#### Exercise objective:
How many lines in the records below contain the word "flower"? Case matters; reply with the number only.

#### Records for the exercise:

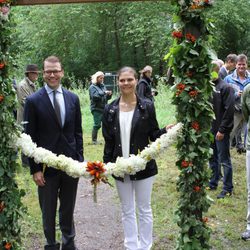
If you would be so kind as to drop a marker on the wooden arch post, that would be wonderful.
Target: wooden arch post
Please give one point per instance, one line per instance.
(190, 60)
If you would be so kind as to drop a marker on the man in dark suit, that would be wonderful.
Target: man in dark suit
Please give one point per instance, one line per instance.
(53, 120)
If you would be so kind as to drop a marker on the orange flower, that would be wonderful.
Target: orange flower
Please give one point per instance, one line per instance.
(197, 189)
(177, 34)
(195, 125)
(2, 206)
(190, 37)
(193, 93)
(1, 98)
(2, 63)
(184, 164)
(8, 246)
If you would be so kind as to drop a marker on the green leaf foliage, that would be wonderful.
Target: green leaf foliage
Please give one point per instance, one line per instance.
(190, 60)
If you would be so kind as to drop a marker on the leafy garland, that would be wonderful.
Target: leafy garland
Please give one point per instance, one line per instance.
(10, 196)
(190, 60)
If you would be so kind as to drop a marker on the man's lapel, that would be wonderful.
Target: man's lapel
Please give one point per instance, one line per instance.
(48, 105)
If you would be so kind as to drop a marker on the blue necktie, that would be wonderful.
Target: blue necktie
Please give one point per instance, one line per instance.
(57, 108)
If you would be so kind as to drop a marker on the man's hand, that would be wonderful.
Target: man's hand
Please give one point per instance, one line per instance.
(39, 178)
(219, 136)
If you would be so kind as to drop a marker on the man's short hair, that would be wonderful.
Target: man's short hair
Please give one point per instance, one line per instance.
(242, 57)
(52, 59)
(231, 58)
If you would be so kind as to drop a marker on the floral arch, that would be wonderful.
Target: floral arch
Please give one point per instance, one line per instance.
(190, 61)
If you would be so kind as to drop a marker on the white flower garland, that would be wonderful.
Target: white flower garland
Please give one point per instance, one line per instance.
(122, 166)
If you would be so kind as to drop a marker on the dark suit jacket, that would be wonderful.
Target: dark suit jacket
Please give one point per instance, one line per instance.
(223, 72)
(144, 128)
(45, 130)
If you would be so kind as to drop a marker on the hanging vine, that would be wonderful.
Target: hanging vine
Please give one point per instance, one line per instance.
(190, 60)
(10, 196)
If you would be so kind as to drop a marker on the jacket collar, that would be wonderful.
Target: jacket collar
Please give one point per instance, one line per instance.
(141, 104)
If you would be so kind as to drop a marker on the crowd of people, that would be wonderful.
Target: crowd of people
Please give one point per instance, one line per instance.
(52, 117)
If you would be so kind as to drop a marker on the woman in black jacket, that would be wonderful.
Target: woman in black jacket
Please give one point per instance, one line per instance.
(129, 124)
(99, 96)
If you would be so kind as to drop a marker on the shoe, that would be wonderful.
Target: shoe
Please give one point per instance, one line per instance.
(224, 194)
(241, 150)
(245, 235)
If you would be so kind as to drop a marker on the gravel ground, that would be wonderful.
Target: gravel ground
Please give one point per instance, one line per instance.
(98, 225)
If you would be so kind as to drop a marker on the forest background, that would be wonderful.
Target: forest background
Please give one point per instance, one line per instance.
(106, 36)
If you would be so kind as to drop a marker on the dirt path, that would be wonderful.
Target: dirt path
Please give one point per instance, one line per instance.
(98, 225)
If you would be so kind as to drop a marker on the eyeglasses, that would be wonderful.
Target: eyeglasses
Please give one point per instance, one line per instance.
(50, 72)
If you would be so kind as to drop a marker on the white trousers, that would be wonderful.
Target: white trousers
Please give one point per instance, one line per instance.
(137, 236)
(248, 188)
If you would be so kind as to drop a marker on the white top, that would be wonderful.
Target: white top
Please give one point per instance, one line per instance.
(125, 119)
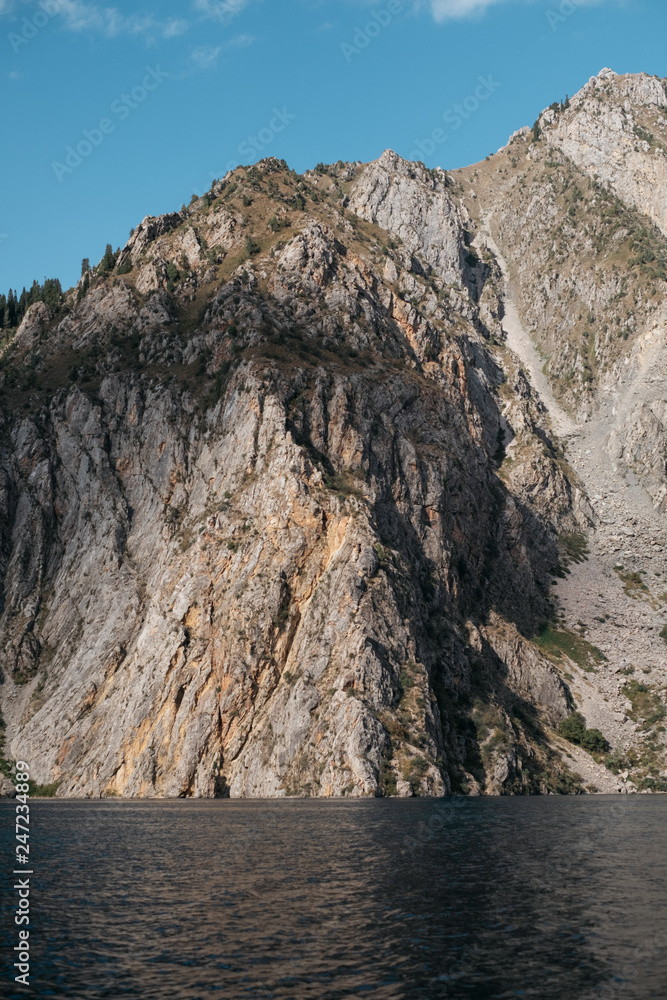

#### Written reply:
4